| THE EXERCISE |
Reproduce the lines below, replacing every occurrence of "drop a dot" with "place a point" and keeping everything else unchanged. Omit the pictures from your answer.
+---+
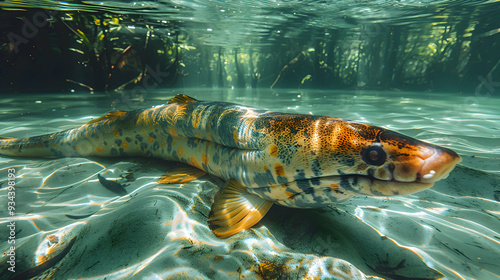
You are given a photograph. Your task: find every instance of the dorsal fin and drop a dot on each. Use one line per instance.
(181, 98)
(235, 210)
(110, 116)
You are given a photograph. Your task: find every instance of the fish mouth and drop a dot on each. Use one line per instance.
(434, 166)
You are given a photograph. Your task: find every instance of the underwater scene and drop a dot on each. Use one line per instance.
(211, 139)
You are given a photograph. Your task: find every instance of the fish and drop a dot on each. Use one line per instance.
(112, 185)
(265, 157)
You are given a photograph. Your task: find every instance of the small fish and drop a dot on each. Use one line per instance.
(112, 185)
(266, 157)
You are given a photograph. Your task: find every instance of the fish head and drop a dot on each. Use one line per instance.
(390, 163)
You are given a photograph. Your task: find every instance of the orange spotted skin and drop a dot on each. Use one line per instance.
(291, 159)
+---+
| SOLUTION TO THE EXERCISE |
You are given a photograph. Your task: find every instance of the dorsal fin and place a point on each. Use one line per instance.
(181, 98)
(235, 210)
(110, 116)
You are given a photograph. Your task: find every instance of the fish mouth and place a point on each. Use one line per instance.
(434, 166)
You are given a photograph. Your task: find every instance of the underwater scene and place a point on each. Use one line per instance.
(211, 139)
You are given a photograph. Your task: find every instance of the fish and place a point on each. Use one line per instance.
(112, 185)
(265, 157)
You are given a photograph. Your task: find every instance of the small fish and place a point on each. Use one line per instance.
(112, 185)
(266, 157)
You are given a photograph. Your task: find every instance of the fish head and place a point on each. Use one line per instance.
(390, 163)
You are given a photograph. Your task: find every instance of the orange spotted skin and place a point on each. Use one line per instance.
(291, 159)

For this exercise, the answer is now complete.